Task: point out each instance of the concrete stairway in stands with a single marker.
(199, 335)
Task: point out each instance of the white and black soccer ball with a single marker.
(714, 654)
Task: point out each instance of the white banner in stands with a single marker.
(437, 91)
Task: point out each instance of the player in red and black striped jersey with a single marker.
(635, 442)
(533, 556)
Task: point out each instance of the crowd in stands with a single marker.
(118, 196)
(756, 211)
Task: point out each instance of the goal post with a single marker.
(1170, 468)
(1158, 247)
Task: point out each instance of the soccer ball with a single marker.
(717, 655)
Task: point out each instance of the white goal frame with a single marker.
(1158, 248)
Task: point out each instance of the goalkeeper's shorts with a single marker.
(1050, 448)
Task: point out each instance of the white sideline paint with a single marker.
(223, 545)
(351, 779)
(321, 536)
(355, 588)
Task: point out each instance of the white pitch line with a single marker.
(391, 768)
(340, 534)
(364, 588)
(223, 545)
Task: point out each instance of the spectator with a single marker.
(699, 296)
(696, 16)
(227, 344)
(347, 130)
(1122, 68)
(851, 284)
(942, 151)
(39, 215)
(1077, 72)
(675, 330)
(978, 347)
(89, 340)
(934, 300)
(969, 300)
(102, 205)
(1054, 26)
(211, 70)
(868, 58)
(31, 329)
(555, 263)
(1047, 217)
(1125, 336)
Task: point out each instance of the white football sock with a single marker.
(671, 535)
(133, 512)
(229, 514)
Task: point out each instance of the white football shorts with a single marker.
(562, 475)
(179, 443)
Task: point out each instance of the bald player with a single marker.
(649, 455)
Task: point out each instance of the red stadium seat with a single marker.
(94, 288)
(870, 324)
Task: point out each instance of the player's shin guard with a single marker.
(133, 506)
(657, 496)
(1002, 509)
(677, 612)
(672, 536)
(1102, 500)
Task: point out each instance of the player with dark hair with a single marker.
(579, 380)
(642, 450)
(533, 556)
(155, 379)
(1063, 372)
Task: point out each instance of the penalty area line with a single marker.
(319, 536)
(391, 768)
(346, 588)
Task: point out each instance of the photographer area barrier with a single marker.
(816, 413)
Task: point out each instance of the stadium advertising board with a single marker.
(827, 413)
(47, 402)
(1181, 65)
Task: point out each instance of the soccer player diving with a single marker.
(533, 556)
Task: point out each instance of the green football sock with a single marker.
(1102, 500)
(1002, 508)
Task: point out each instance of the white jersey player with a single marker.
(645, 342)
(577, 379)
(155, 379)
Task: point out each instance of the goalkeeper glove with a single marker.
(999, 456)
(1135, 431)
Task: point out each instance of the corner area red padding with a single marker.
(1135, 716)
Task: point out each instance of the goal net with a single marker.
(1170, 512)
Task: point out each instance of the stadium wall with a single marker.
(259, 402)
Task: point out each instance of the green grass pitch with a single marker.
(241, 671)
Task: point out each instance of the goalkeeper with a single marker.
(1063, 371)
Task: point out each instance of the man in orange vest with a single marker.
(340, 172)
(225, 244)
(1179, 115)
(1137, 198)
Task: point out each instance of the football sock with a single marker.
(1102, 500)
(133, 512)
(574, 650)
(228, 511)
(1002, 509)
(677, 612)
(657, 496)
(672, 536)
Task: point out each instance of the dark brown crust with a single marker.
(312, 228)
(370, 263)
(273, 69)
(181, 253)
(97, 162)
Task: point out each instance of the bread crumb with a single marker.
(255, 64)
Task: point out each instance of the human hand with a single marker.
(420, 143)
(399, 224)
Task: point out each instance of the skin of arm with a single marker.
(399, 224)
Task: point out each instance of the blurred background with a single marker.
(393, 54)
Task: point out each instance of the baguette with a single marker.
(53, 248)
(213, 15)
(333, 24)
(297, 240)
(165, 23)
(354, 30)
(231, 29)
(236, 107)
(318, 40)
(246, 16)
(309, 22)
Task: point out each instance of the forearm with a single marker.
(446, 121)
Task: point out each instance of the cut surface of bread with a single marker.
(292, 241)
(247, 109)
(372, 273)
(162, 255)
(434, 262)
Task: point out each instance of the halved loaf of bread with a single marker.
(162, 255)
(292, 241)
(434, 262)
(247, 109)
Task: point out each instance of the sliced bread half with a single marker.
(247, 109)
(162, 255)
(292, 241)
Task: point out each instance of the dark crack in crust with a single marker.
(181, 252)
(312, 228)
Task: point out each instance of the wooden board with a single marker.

Exercise instructions: Return all of the entries above, repeating each line word for word without any change.

Result of the task:
Task: point out each instance of the concrete stairway in stands with a single marker.
(199, 335)
Task: point out each instance of the white and black soccer ball with a single marker.
(714, 654)
Task: point out each instance of the white banner in stands with a single marker.
(437, 91)
Task: point out each instance of the player in red and black striped jersey with a single marker.
(635, 442)
(533, 556)
Task: point out each instance of the crowd in stands with a single marker.
(118, 196)
(756, 211)
Task: point out each instance of the goal post with a single marker.
(1170, 468)
(1158, 247)
Task: point out each instance of the soccer ball with a single marker.
(717, 655)
Task: point out each instance of the white goal frame with a single marker.
(1158, 248)
Task: point out each instance of the goalkeeper's shorts with a single marker.
(1050, 448)
Task: point out each instance of the white sideline paint with a single marker.
(223, 545)
(351, 779)
(321, 536)
(355, 588)
Task: point out each instance of the white pitch line with a single marker.
(391, 768)
(340, 534)
(364, 588)
(223, 545)
Task: point out each instance of the spectator with a single marker.
(699, 296)
(696, 16)
(227, 344)
(347, 130)
(1122, 68)
(851, 284)
(942, 151)
(39, 215)
(1077, 72)
(675, 330)
(978, 347)
(89, 340)
(934, 300)
(969, 300)
(102, 205)
(1054, 26)
(211, 70)
(868, 58)
(31, 329)
(555, 263)
(1047, 217)
(1125, 336)
Task: point out each instance of the white football sock with a single marker.
(671, 535)
(133, 512)
(229, 514)
Task: point out each instance of the white football shorts with a single marker.
(562, 475)
(179, 443)
Task: point out each instance of the bald player with a single marker.
(649, 455)
Task: point out each instance of the red stadium seat with a single marker.
(94, 288)
(870, 324)
Task: point out each instance of the player's shin guard with a single marker.
(133, 506)
(657, 496)
(1002, 509)
(677, 612)
(672, 536)
(1102, 500)
Task: point out each instance of the player with dark hair with a single marker.
(579, 380)
(642, 450)
(533, 556)
(155, 379)
(1063, 372)
Task: point out each instance of the penalty area line with a single marker.
(319, 536)
(391, 768)
(346, 588)
Task: point out each instance of the photographer area barrier with a single marker.
(816, 413)
Task: point out each instance of the stadium advertising board with a single marker.
(827, 413)
(47, 402)
(1181, 65)
Task: point out each instance of the soccer player diving with a single marker.
(533, 556)
Task: point out each instance of the green football sock with a single marker.
(1102, 500)
(1002, 508)
Task: point out each instance of the white jersey player with a single marker.
(645, 342)
(577, 379)
(155, 379)
Task: point out each instance of the goalkeeper glove with a single marker.
(999, 456)
(1135, 431)
Task: point out each instance of the corner area red padding with a single marker.
(1135, 716)
Task: point out each instance of the goal net with a single marker.
(1170, 512)
Task: point out each instance of the stadium wall with a single marker.
(259, 402)
Task: point out each instance of the green grass pitch with a single marker.
(241, 671)
Task: point out each instance of the goalkeeper with a single marker.
(1063, 371)
Task: point out each instance of the man in orange vest with a single marker.
(340, 172)
(225, 244)
(1179, 115)
(1137, 198)
Task: point out each instance of the football sock with a single marker.
(1102, 500)
(133, 512)
(574, 650)
(228, 511)
(1002, 509)
(677, 612)
(657, 496)
(672, 536)
Task: point out each instance of the dark brown crust with a single marker.
(312, 228)
(370, 263)
(273, 69)
(181, 253)
(97, 162)
Task: point out each instance of the bread crumb with a single marker.
(255, 64)
Task: point out each instance of the human hand with a single marker.
(420, 143)
(399, 224)
Task: point out each instance of the skin of arm with a single marker.
(399, 224)
Task: point out each instance of the blurred background with a single marker.
(393, 54)
Task: point out each instance of the baguette with a single marker.
(53, 248)
(213, 15)
(333, 24)
(297, 240)
(165, 23)
(354, 30)
(231, 29)
(236, 107)
(318, 40)
(246, 16)
(309, 22)
Task: point out each instance of the forearm with a single marker.
(446, 121)
Task: point out each instance of the cut surface of bread with a single marker.
(292, 241)
(247, 109)
(372, 273)
(162, 255)
(434, 262)
Task: point out each instance of the halved loaf of bread with a single marker.
(162, 255)
(292, 241)
(434, 262)
(247, 109)
Task: point out each instance of the sliced bread half with a single marker.
(247, 109)
(162, 255)
(292, 241)
Task: point out each instance of the dark crack in crust with a single marker.
(181, 252)
(312, 228)
Task: point out each instance of the wooden board with a single marker.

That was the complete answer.